Goal of the exercise
Reproduce all the records below, substituting "Target" for every occurrence of "Query" and leaving everything else unchanged. Omit the pictures from your answer.
──────── The records ────────
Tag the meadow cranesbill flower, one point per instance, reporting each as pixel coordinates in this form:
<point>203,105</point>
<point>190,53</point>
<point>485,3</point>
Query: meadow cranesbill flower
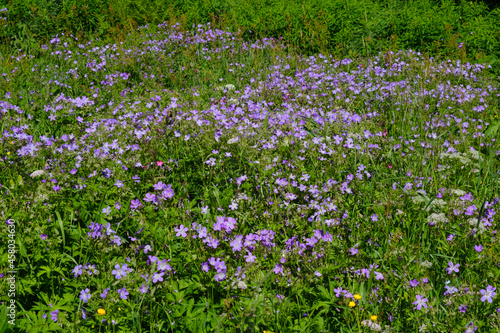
<point>54,315</point>
<point>85,295</point>
<point>104,293</point>
<point>421,301</point>
<point>414,283</point>
<point>77,270</point>
<point>144,289</point>
<point>123,293</point>
<point>181,231</point>
<point>452,268</point>
<point>488,294</point>
<point>121,271</point>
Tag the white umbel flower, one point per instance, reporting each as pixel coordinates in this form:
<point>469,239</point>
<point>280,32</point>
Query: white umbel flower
<point>37,173</point>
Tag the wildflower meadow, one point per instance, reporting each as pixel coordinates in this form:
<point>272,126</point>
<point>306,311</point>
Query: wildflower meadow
<point>187,180</point>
────────
The result
Tag the meadow cranesbill flower, one point per instance, reporting each as pixel coordinates in this form:
<point>203,105</point>
<point>190,53</point>
<point>485,3</point>
Target: meadow cranesbill flower
<point>54,315</point>
<point>85,295</point>
<point>104,293</point>
<point>421,301</point>
<point>414,283</point>
<point>77,270</point>
<point>144,289</point>
<point>123,293</point>
<point>181,231</point>
<point>452,268</point>
<point>488,294</point>
<point>121,271</point>
Tag the white umbel flower, one point per instance, reporting each as pixel coordinates in this form:
<point>469,239</point>
<point>280,32</point>
Target: white umbel flower
<point>37,173</point>
Tag the wildflower meadow, one point per instance, reporting each as pixel coordinates in this form:
<point>272,126</point>
<point>306,311</point>
Target: wildflower meadow
<point>187,180</point>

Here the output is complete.